▶ _Exercise directions_: Extract the data exactly, missing nothing.

Start of Given information

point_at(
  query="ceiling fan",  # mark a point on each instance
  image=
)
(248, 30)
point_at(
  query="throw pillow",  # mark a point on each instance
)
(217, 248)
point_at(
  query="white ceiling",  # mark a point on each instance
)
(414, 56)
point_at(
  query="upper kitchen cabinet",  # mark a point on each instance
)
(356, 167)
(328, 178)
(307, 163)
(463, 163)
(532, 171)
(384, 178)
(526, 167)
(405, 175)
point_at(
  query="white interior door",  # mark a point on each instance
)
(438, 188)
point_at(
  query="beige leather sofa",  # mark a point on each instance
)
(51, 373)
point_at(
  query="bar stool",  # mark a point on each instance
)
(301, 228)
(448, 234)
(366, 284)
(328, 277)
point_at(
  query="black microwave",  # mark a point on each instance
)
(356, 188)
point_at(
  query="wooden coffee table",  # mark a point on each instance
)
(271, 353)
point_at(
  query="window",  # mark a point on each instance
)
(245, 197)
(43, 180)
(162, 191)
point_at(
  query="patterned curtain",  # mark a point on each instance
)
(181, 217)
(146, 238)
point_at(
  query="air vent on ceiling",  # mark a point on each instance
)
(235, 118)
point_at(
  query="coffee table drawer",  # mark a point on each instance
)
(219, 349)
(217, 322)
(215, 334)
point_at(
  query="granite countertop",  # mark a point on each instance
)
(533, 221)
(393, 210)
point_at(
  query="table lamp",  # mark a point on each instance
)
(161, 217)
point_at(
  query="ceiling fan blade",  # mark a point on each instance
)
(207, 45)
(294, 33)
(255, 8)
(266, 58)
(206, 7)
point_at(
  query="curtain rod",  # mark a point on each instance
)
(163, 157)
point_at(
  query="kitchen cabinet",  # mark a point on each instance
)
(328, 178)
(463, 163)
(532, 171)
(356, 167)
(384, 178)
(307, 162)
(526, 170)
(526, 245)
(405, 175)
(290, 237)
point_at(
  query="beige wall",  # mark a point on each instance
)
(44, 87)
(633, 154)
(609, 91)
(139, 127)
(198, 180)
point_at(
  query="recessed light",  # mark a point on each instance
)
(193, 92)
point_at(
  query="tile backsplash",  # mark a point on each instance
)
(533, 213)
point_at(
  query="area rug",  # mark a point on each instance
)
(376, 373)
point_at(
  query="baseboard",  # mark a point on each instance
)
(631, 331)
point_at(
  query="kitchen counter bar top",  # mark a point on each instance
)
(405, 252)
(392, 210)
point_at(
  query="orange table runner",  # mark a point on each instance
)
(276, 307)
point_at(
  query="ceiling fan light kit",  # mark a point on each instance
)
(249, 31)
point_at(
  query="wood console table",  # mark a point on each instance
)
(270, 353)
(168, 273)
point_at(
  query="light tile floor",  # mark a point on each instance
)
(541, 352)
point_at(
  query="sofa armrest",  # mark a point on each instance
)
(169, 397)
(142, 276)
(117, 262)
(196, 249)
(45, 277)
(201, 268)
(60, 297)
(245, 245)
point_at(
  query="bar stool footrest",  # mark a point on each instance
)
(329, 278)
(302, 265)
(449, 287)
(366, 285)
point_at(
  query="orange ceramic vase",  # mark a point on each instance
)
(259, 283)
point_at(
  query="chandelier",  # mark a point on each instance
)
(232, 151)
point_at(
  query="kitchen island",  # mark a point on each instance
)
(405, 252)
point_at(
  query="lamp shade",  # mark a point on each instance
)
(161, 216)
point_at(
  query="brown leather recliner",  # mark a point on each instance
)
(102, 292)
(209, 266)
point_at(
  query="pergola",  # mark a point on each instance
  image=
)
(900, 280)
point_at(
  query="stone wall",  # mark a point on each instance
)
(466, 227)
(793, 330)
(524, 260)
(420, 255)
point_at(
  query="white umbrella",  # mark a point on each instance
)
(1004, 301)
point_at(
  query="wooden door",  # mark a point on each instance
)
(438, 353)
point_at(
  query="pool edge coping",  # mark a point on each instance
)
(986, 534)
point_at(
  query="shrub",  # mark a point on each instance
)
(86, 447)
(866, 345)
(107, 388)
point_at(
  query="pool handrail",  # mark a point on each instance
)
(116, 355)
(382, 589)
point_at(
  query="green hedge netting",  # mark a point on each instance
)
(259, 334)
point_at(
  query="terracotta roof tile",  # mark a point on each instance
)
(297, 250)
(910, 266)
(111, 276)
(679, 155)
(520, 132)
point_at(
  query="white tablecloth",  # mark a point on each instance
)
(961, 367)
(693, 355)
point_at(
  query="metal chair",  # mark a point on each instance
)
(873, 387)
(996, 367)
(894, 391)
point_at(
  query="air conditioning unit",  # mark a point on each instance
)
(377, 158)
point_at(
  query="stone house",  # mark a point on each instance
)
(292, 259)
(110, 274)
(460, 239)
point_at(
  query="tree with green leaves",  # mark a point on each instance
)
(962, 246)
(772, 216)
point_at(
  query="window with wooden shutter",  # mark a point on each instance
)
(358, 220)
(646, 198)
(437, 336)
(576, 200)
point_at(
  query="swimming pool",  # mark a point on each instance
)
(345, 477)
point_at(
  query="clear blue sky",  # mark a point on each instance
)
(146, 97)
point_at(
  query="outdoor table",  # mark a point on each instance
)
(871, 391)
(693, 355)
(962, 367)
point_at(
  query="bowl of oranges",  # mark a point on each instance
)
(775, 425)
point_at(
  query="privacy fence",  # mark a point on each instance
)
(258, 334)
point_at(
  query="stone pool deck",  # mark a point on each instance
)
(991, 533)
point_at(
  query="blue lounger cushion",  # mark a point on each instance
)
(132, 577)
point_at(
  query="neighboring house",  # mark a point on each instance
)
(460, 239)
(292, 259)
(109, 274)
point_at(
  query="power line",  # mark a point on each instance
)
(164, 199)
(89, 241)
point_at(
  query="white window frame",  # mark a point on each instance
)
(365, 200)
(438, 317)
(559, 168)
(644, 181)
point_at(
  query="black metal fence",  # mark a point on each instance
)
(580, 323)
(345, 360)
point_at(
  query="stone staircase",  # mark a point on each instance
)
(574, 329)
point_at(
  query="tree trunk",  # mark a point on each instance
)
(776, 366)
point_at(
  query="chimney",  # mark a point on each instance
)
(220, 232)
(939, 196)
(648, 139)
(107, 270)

End of Given information

▶ _Reply_:
point_at(
  query="ceiling fan",  # mark a point on each instance
  image=
)
(248, 30)
point_at(
  query="throw pillow",  # mark a point on each instance
)
(217, 248)
point_at(
  query="white ceiling",  # mark a point on each instance
)
(414, 56)
point_at(
  query="upper kitchen cabinet",  # mark a point on each instance
)
(356, 167)
(328, 178)
(307, 163)
(463, 163)
(532, 171)
(384, 178)
(526, 167)
(405, 175)
point_at(
  query="white interior door",  # mark a point on each instance
)
(438, 188)
point_at(
  query="beige leather sofa",  # mark a point on each instance
)
(51, 373)
point_at(
  query="bar stool",  # mark a point on each instance
)
(301, 228)
(448, 234)
(366, 284)
(328, 277)
point_at(
  query="black microwave",  # mark a point on each instance
)
(356, 188)
point_at(
  query="wooden coffee table",  # mark a point on each instance
)
(271, 353)
point_at(
  query="window",  # mark a point on each instance
)
(245, 197)
(43, 180)
(162, 191)
point_at(
  query="patterned curtain",  # mark a point on each instance
)
(181, 217)
(146, 238)
point_at(
  query="air vent on ceiling",  # mark a point on each instance
)
(235, 118)
point_at(
  query="coffee table drawer",  # mark a point on each instance
)
(219, 349)
(217, 322)
(215, 334)
point_at(
  query="granite countertop",  # mark a point on each instance
)
(533, 221)
(393, 210)
point_at(
  query="table lamp",  # mark a point on each instance
)
(161, 217)
point_at(
  query="ceiling fan blade",  # mark a point on each instance
)
(207, 45)
(294, 33)
(255, 8)
(266, 58)
(206, 7)
point_at(
  query="curtain rod",  # mark a point on each instance
)
(163, 157)
point_at(
  query="kitchen cabinet",  # mark a point on each instance
)
(328, 178)
(463, 163)
(532, 171)
(356, 167)
(384, 178)
(307, 162)
(526, 170)
(526, 245)
(405, 175)
(290, 237)
point_at(
  query="beige wall",  # mark a point on each instance
)
(44, 87)
(633, 154)
(609, 91)
(139, 127)
(198, 180)
point_at(
  query="recessed light",  # mark a point on each instance
)
(193, 92)
point_at(
  query="tile backsplash",  # mark a point on each instance
)
(533, 213)
point_at(
  query="area rug",  # mark a point on each instance
)
(376, 373)
point_at(
  query="baseboard",  # mark a point on each instance
)
(631, 331)
point_at(
  query="kitchen counter bar top",  # mark a point on each instance
)
(405, 252)
(392, 210)
point_at(
  query="orange table runner",  # mark a point on each instance
)
(276, 307)
point_at(
  query="ceiling fan light kit",  # mark a point on each instance
)
(249, 31)
point_at(
  query="wood console table",  # mark a point on each instance
)
(270, 353)
(168, 273)
point_at(
  query="light tile floor",  # mark a point on each instance
)
(541, 352)
point_at(
  query="sofa armrest",  # mark a point on each instance
)
(169, 397)
(142, 276)
(117, 262)
(196, 249)
(45, 277)
(201, 268)
(60, 297)
(245, 245)
point_at(
  query="bar stool footrest",  # mark a point on each instance
)
(329, 278)
(302, 265)
(449, 287)
(366, 285)
point_at(
  query="orange ceramic vase",  # mark a point on each instance
)
(259, 283)
point_at(
  query="chandelier",  # mark a point on each instance
)
(232, 151)
point_at(
  query="kitchen island",  # mark a point on each instance
)
(405, 252)
point_at(
  query="lamp shade",  # mark a point on each instance
)
(161, 216)
point_at(
  query="brown leather recliner",  # mark a point on each instance
)
(102, 292)
(209, 266)
point_at(
  query="pergola",  # mark a point on each instance
  image=
)
(900, 280)
point_at(
  query="stone wall",  # mark a point on each instance
)
(466, 227)
(793, 330)
(524, 260)
(420, 255)
point_at(
  query="white umbrella",  # mark a point on each instance
)
(1004, 301)
point_at(
  query="wooden door",  # mark a point on each instance
)
(438, 353)
point_at(
  query="pool edge coping",  # mark a point on each instance
)
(986, 534)
point_at(
  query="shrub",  # mark a point on each instance
)
(86, 447)
(866, 345)
(107, 388)
point_at(
  query="pool handrail",  # mark a point on each instance
)
(116, 355)
(382, 589)
point_at(
  query="green hedge netting",  # mark a point on each instance
)
(259, 334)
point_at(
  query="terracotta roof tile",  # mark a point on each instance
)
(297, 250)
(910, 266)
(111, 276)
(679, 155)
(520, 132)
point_at(
  query="white tablecloth",  # mark a point on each instance
)
(961, 367)
(693, 355)
point_at(
  query="metal chair",  # mark a point on each instance
)
(873, 387)
(996, 367)
(894, 391)
point_at(
  query="air conditioning unit",  # mark a point on each instance
)
(377, 158)
point_at(
  query="stone house",  # mark a point on each instance
)
(292, 259)
(110, 274)
(460, 239)
point_at(
  query="tree with green leaves",  # mark a point on each instance
)
(962, 246)
(772, 216)
point_at(
  query="window with wooden shutter",  # mark a point on each instance
)
(358, 220)
(646, 198)
(437, 336)
(576, 200)
point_at(
  query="swimming pool",  # mark a point on each instance
)
(345, 477)
point_at(
  query="clear blue sky",  # mark a point on each instance
)
(146, 97)
point_at(
  query="outdoor table",  # mark a point on each instance
)
(871, 391)
(693, 355)
(962, 367)
point_at(
  query="bowl of oranges",  # mark a point on each instance
)
(775, 425)
point_at(
  query="privacy fence",  # mark a point on each instance
)
(258, 334)
point_at(
  query="stone pool deck",  # mark a point on each instance
)
(991, 533)
point_at(
  query="blue lounger cushion",  # mark a point on each instance
)
(132, 577)
point_at(
  query="neighboring house",  # mark a point on each instance
)
(460, 239)
(292, 259)
(109, 274)
point_at(
  query="power line",  # mark a point on each instance
)
(164, 199)
(89, 241)
point_at(
  query="white window frame",  # mark a point on each instance
)
(365, 200)
(438, 317)
(559, 168)
(644, 181)
point_at(
  query="black metal fence",  # mark a point on each instance
)
(580, 323)
(345, 360)
point_at(
  query="stone staircase",  # mark a point on each instance
)
(574, 329)
point_at(
  query="tree trunk",  # mark a point on each instance
)
(776, 366)
point_at(
  query="chimney",  # mark a point on each instance
)
(220, 232)
(939, 196)
(648, 139)
(107, 270)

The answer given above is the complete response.